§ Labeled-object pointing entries
'''
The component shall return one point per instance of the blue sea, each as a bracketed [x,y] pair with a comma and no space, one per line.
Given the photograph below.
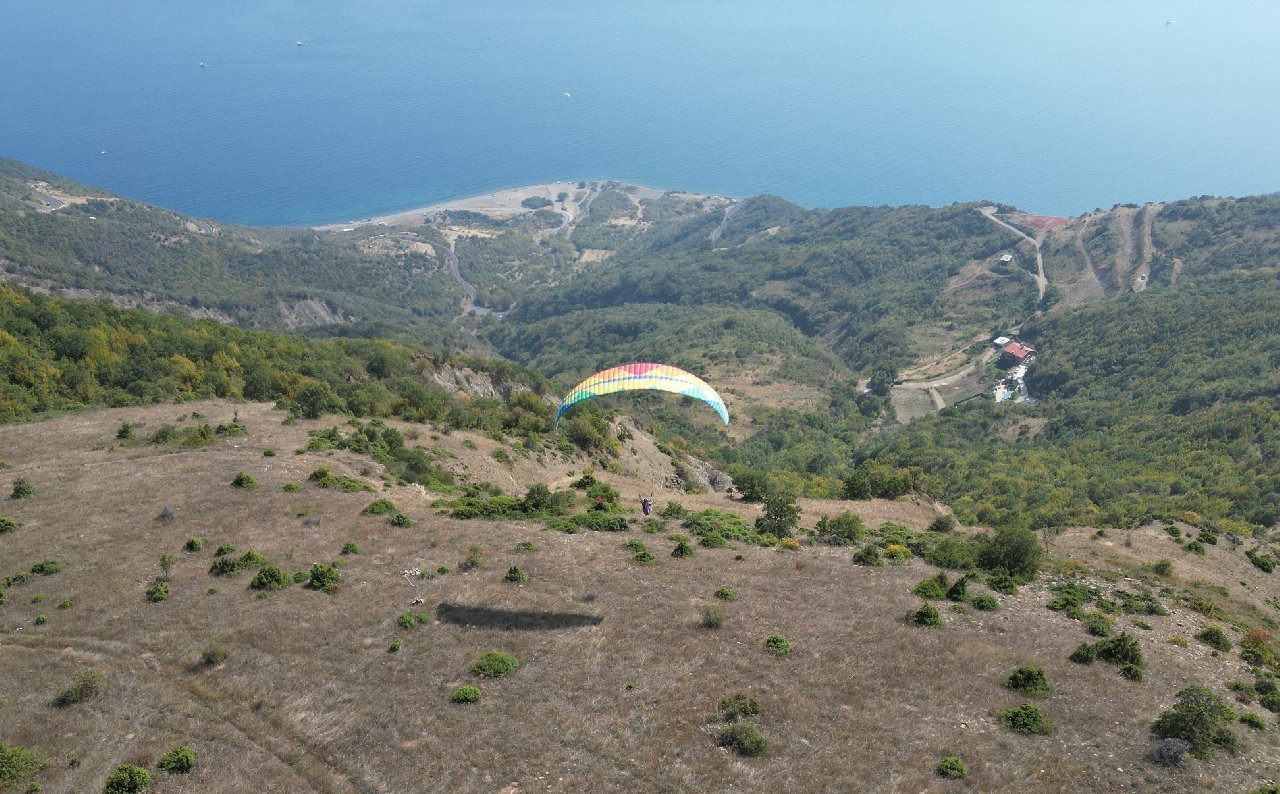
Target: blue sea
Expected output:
[391,104]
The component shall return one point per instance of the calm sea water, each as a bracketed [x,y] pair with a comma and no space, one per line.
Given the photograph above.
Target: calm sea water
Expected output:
[391,104]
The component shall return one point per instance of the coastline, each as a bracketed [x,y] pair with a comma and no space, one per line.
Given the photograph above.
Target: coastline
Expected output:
[503,204]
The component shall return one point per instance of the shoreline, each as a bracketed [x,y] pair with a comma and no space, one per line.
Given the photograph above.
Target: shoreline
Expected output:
[506,202]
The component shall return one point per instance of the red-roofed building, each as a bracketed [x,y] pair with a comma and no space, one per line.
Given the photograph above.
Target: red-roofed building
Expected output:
[1015,354]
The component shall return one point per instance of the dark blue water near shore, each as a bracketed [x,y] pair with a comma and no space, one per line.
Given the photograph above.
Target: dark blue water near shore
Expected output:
[392,104]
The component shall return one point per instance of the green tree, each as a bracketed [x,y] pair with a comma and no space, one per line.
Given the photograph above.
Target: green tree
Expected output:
[781,514]
[1201,717]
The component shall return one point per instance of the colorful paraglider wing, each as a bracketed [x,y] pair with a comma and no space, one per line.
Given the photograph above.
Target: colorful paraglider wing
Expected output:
[631,377]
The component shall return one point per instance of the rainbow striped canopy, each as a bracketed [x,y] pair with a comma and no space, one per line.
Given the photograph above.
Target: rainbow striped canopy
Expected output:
[631,377]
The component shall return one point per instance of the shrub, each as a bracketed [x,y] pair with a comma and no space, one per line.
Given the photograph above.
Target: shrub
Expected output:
[516,575]
[179,758]
[1084,655]
[1120,649]
[777,644]
[83,685]
[1215,638]
[1002,584]
[379,507]
[1201,719]
[1170,752]
[18,763]
[869,555]
[270,578]
[127,779]
[926,616]
[1027,720]
[1013,551]
[932,588]
[496,665]
[22,489]
[951,767]
[324,578]
[942,524]
[478,557]
[984,602]
[737,706]
[713,617]
[743,739]
[1029,681]
[845,529]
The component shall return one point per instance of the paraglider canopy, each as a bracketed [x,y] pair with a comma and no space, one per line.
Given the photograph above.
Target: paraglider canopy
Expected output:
[631,377]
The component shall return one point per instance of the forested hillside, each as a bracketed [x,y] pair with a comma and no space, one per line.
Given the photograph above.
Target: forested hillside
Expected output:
[1164,404]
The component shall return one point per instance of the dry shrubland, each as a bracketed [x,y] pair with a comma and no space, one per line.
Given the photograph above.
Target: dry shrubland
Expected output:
[618,684]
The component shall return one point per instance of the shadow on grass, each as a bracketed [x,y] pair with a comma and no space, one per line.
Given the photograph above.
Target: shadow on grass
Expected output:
[513,620]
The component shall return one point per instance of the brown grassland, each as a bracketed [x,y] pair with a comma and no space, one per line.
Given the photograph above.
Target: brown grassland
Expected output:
[617,681]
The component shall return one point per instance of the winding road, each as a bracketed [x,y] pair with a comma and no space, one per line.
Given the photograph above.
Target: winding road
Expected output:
[1041,282]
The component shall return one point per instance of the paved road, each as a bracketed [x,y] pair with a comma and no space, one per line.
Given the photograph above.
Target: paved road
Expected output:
[1041,282]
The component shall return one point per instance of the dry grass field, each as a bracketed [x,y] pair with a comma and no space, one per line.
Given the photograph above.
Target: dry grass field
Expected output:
[617,681]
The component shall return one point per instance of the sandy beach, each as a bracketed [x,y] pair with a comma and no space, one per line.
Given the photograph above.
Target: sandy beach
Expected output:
[506,202]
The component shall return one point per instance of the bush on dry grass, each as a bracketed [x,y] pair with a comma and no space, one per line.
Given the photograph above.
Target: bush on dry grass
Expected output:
[1201,719]
[926,616]
[1027,720]
[270,578]
[179,760]
[516,575]
[18,763]
[496,665]
[869,555]
[127,779]
[1215,638]
[951,767]
[324,578]
[737,706]
[83,685]
[933,587]
[777,644]
[1029,681]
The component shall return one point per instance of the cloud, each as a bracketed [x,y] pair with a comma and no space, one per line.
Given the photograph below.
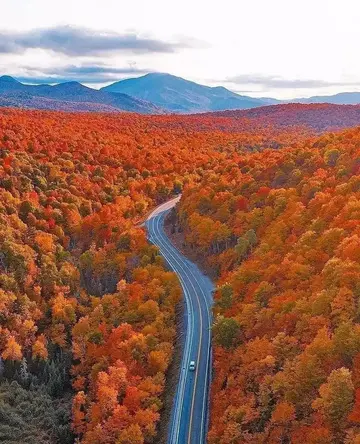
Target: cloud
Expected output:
[86,73]
[277,82]
[76,41]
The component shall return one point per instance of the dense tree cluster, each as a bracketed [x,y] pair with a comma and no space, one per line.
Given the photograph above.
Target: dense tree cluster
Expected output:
[282,227]
[87,307]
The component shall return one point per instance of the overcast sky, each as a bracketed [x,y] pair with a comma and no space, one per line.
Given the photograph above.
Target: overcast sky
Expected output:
[278,48]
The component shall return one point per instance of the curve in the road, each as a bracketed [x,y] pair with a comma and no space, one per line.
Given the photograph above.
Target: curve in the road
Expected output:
[189,413]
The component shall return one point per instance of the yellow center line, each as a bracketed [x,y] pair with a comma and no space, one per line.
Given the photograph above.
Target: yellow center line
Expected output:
[196,373]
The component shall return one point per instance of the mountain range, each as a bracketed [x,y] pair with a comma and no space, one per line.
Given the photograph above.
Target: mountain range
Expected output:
[69,96]
[154,93]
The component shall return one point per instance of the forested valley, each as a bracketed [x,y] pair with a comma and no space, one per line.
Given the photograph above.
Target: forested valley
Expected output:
[87,305]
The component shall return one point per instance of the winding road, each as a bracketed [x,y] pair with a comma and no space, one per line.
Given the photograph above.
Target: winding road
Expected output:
[189,416]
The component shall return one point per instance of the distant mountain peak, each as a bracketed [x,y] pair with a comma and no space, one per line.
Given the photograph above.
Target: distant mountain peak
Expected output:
[179,95]
[70,85]
[8,79]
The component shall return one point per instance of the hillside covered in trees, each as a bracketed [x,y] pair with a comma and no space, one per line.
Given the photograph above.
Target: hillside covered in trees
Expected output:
[87,305]
[281,229]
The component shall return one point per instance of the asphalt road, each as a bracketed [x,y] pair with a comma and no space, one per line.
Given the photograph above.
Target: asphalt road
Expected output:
[189,415]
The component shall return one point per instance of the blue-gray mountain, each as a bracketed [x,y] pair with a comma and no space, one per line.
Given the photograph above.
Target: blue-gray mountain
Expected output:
[182,96]
[69,96]
[153,93]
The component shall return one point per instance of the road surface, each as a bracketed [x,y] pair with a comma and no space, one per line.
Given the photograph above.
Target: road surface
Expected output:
[189,414]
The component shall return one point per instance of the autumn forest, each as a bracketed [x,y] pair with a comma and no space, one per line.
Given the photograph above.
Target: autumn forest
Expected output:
[89,309]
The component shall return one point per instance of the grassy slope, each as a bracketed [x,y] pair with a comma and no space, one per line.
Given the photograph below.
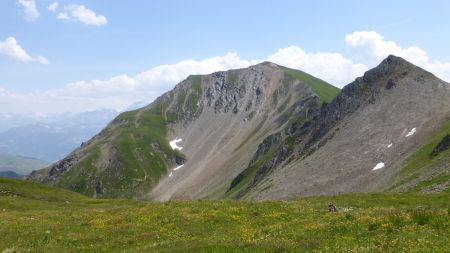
'''
§ Written exercise
Show every line of the entries above that contains the word "overcast". Case counts.

§ Problem solution
The component shall return one point per instance of the overcast sky, each as a bracketed [x,y] pair with a comma and no space, one per line.
Target: overcast sky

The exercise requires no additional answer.